SOURCE MATERIAL:
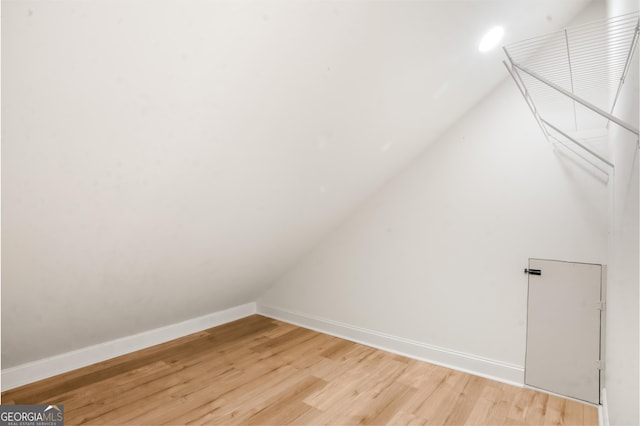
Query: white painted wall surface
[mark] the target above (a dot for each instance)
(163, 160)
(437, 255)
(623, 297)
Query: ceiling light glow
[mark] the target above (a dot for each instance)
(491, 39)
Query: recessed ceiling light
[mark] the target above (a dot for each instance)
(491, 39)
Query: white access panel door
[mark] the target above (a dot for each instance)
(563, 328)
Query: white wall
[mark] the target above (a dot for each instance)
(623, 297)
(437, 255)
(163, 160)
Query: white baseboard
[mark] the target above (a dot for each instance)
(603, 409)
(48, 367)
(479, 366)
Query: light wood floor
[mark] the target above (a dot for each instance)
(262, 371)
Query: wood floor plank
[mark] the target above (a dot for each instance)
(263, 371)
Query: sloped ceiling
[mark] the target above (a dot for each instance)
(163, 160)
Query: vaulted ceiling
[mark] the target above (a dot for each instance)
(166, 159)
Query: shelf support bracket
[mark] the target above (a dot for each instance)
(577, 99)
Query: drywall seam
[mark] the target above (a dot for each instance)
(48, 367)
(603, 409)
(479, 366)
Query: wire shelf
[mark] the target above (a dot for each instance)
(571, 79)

---

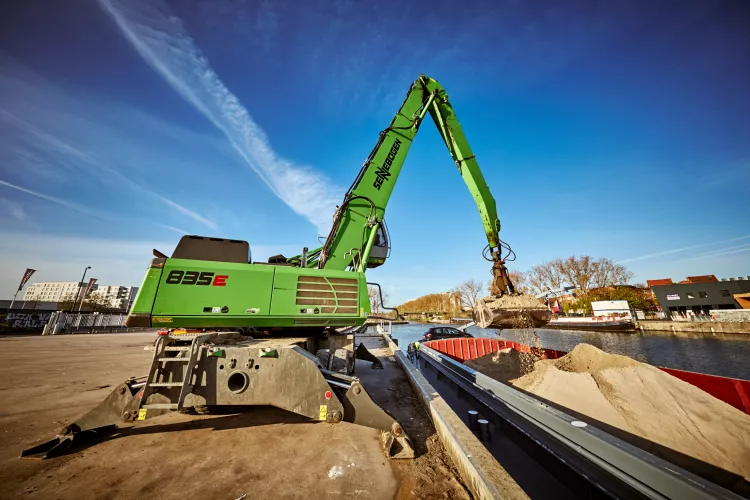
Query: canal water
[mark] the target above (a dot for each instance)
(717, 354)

THE PROBLEM:
Each line that holds the string "light" is to be copied from the entries above.

RESULT OF THE EXERCISE:
Query: ceiling light glow
Query: recessed ceiling light
Query: light wood floor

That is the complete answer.